(DATA EXTRACT)
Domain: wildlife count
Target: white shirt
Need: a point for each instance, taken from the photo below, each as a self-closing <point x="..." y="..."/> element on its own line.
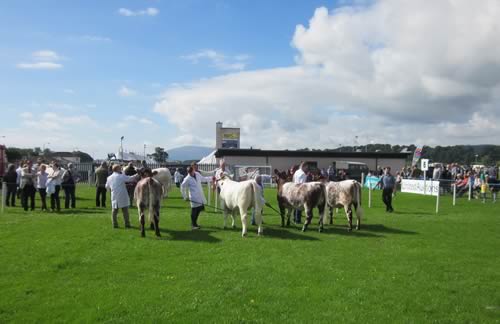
<point x="42" y="180"/>
<point x="177" y="177"/>
<point x="119" y="195"/>
<point x="19" y="171"/>
<point x="56" y="176"/>
<point x="299" y="176"/>
<point x="191" y="188"/>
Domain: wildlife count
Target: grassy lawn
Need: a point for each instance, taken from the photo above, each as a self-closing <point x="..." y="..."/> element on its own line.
<point x="409" y="266"/>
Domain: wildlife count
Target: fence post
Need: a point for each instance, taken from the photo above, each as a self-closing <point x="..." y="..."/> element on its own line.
<point x="4" y="194"/>
<point x="370" y="195"/>
<point x="437" y="202"/>
<point x="209" y="187"/>
<point x="216" y="199"/>
<point x="454" y="194"/>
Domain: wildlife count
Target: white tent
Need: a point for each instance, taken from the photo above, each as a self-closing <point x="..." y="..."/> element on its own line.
<point x="209" y="159"/>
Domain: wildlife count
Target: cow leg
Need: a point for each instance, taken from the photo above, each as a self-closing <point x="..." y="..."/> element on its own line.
<point x="282" y="214"/>
<point x="142" y="207"/>
<point x="358" y="218"/>
<point x="233" y="226"/>
<point x="308" y="218"/>
<point x="321" y="217"/>
<point x="156" y="220"/>
<point x="348" y="212"/>
<point x="258" y="219"/>
<point x="243" y="214"/>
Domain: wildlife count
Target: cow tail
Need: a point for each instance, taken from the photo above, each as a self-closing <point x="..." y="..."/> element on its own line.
<point x="256" y="196"/>
<point x="325" y="192"/>
<point x="359" y="209"/>
<point x="150" y="195"/>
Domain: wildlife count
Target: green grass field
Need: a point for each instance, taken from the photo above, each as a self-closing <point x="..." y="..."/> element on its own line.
<point x="410" y="266"/>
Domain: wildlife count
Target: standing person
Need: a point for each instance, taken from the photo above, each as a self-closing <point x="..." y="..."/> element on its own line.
<point x="130" y="171"/>
<point x="55" y="178"/>
<point x="300" y="176"/>
<point x="41" y="184"/>
<point x="19" y="170"/>
<point x="220" y="172"/>
<point x="192" y="189"/>
<point x="10" y="180"/>
<point x="101" y="176"/>
<point x="117" y="183"/>
<point x="259" y="178"/>
<point x="27" y="185"/>
<point x="177" y="178"/>
<point x="69" y="180"/>
<point x="388" y="185"/>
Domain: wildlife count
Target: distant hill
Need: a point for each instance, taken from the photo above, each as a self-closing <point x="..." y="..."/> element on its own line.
<point x="188" y="153"/>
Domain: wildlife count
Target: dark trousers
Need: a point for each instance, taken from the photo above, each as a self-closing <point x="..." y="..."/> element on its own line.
<point x="28" y="194"/>
<point x="100" y="197"/>
<point x="43" y="197"/>
<point x="11" y="195"/>
<point x="195" y="212"/>
<point x="387" y="198"/>
<point x="55" y="201"/>
<point x="298" y="216"/>
<point x="69" y="196"/>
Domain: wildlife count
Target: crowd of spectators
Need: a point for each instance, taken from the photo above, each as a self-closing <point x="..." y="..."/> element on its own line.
<point x="25" y="179"/>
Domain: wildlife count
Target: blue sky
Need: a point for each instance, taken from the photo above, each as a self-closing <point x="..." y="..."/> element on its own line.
<point x="80" y="74"/>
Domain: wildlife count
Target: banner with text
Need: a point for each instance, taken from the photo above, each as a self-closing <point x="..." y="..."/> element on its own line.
<point x="417" y="186"/>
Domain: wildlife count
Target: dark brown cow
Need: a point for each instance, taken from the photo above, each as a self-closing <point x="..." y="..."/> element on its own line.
<point x="305" y="196"/>
<point x="345" y="194"/>
<point x="148" y="194"/>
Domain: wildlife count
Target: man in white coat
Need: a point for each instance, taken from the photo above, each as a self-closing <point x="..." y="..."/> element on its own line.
<point x="119" y="195"/>
<point x="299" y="177"/>
<point x="177" y="178"/>
<point x="191" y="190"/>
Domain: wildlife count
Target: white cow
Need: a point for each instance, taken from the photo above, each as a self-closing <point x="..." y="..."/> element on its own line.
<point x="345" y="194"/>
<point x="241" y="196"/>
<point x="163" y="176"/>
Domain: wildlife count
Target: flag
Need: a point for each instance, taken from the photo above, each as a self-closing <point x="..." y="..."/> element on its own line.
<point x="417" y="155"/>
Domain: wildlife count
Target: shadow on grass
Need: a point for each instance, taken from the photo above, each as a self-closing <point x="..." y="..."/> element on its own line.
<point x="202" y="235"/>
<point x="412" y="213"/>
<point x="342" y="230"/>
<point x="384" y="229"/>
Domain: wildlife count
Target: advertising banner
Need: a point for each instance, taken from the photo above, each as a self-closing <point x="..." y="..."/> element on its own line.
<point x="431" y="188"/>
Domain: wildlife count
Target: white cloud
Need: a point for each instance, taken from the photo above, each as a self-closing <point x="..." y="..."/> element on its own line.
<point x="42" y="60"/>
<point x="45" y="55"/>
<point x="126" y="92"/>
<point x="50" y="121"/>
<point x="145" y="12"/>
<point x="219" y="60"/>
<point x="95" y="38"/>
<point x="392" y="71"/>
<point x="134" y="120"/>
<point x="39" y="66"/>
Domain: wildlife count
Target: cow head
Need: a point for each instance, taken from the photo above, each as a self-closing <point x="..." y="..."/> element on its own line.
<point x="281" y="178"/>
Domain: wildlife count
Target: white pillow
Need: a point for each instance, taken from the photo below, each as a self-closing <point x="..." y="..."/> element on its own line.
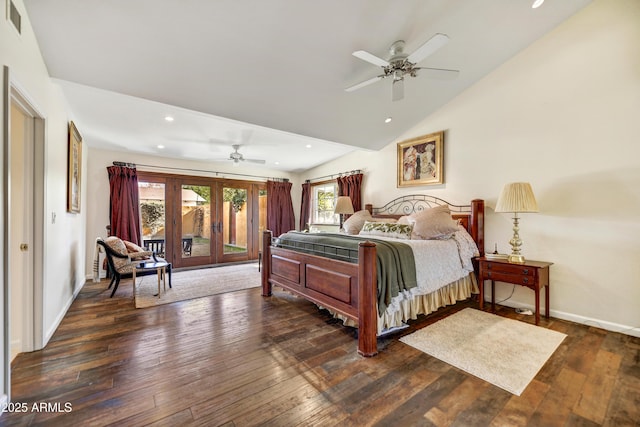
<point x="387" y="229"/>
<point x="434" y="223"/>
<point x="354" y="223"/>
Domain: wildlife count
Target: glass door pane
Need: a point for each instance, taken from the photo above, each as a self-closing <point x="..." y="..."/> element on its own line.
<point x="195" y="220"/>
<point x="235" y="216"/>
<point x="152" y="212"/>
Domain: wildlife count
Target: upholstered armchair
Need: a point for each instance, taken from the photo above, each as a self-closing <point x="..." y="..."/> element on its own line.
<point x="122" y="258"/>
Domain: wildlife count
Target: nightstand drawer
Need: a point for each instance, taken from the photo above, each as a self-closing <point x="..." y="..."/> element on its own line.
<point x="517" y="269"/>
<point x="502" y="276"/>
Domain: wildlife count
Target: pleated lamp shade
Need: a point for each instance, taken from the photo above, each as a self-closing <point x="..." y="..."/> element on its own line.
<point x="517" y="197"/>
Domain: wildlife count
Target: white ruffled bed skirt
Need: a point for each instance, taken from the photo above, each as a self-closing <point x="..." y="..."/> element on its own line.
<point x="404" y="308"/>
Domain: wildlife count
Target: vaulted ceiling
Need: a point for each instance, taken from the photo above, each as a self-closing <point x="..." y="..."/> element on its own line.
<point x="268" y="75"/>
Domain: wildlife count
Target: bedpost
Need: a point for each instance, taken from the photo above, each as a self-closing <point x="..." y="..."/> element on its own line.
<point x="266" y="263"/>
<point x="367" y="300"/>
<point x="477" y="223"/>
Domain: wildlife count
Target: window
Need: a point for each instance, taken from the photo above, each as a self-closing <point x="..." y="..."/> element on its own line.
<point x="323" y="201"/>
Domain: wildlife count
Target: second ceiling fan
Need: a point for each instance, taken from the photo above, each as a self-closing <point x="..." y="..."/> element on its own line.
<point x="401" y="65"/>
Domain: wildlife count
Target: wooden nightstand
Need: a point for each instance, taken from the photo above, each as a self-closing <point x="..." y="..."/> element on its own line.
<point x="532" y="274"/>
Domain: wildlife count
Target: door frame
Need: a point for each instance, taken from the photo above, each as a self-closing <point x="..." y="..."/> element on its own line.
<point x="33" y="339"/>
<point x="173" y="238"/>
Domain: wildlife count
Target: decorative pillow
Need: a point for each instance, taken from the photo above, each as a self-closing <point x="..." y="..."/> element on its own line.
<point x="132" y="247"/>
<point x="387" y="229"/>
<point x="387" y="220"/>
<point x="354" y="223"/>
<point x="118" y="246"/>
<point x="136" y="252"/>
<point x="405" y="219"/>
<point x="434" y="223"/>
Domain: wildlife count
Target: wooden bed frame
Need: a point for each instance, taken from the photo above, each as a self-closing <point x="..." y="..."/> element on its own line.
<point x="347" y="288"/>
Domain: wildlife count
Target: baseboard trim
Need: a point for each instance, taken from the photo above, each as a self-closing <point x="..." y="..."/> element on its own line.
<point x="49" y="333"/>
<point x="633" y="331"/>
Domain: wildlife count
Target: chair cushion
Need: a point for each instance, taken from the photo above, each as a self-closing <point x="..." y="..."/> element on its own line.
<point x="122" y="265"/>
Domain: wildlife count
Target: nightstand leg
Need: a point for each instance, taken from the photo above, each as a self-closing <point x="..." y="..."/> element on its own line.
<point x="493" y="296"/>
<point x="537" y="290"/>
<point x="546" y="301"/>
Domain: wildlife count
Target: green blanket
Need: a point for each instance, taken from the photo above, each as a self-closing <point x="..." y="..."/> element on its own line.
<point x="396" y="268"/>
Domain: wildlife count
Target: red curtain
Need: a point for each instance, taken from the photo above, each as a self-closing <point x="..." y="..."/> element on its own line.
<point x="305" y="206"/>
<point x="280" y="216"/>
<point x="351" y="186"/>
<point x="124" y="213"/>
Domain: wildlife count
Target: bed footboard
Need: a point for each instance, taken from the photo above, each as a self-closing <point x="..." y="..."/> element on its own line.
<point x="347" y="288"/>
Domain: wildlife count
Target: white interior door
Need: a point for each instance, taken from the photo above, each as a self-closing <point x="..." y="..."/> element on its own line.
<point x="21" y="230"/>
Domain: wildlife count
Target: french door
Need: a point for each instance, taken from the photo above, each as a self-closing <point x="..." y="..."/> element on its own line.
<point x="206" y="221"/>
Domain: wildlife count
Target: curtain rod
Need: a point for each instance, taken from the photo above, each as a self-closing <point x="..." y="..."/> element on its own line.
<point x="347" y="173"/>
<point x="133" y="165"/>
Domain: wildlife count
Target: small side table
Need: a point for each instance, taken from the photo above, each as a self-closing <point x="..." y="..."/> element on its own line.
<point x="161" y="267"/>
<point x="532" y="274"/>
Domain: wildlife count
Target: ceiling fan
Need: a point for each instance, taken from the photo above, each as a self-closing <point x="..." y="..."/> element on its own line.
<point x="238" y="157"/>
<point x="401" y="64"/>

(TASK GOAL)
Which lines of the entries above contain the word "curtain"? Collect every such line, treating uppercase and lowercase letters as different.

(THE ANSWER)
Target: red curtain
Target: curtain rod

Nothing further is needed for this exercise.